What is required – Please reproduce the items word for word from their first line through the line containing "box: [497, 298, 594, 466]", with that line included.

Stored records
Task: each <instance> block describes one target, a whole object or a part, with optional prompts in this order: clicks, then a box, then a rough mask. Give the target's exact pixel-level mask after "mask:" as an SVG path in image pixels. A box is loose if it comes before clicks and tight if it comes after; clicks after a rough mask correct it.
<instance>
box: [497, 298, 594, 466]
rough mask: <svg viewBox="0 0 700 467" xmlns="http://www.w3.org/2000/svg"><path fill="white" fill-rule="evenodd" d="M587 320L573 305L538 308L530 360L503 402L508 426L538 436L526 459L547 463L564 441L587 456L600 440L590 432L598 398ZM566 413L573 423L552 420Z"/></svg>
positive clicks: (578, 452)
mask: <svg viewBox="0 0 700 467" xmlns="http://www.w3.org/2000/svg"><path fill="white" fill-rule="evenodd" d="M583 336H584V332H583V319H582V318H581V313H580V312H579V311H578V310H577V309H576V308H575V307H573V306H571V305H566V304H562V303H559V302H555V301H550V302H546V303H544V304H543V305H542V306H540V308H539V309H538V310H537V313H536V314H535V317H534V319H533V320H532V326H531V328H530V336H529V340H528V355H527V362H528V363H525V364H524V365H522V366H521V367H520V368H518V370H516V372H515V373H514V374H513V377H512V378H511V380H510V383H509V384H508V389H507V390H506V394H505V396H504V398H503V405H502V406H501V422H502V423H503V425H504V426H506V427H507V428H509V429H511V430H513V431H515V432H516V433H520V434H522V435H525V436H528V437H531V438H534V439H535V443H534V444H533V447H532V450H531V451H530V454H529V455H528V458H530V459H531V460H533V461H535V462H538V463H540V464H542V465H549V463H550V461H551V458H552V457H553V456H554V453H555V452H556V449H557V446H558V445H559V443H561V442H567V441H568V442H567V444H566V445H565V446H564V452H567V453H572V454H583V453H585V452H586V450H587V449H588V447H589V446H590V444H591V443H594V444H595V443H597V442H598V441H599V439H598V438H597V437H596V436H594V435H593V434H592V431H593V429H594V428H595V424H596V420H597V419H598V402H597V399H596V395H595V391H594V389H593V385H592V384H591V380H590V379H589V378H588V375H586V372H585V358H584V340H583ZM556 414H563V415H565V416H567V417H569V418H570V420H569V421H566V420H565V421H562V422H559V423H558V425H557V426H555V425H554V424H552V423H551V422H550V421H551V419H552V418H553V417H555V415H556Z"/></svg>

Expected output –
Task: each <instance> block describes one target, a whole object or a part, with optional prompts in this order: clicks, then a box, then a rough mask. Give the target's exact pixel-level mask after "mask:" as an SVG path in image pixels. A box is loose if it comes before clicks and tight if it comes after; clicks after a rough mask correct it.
<instance>
box: [497, 298, 594, 466]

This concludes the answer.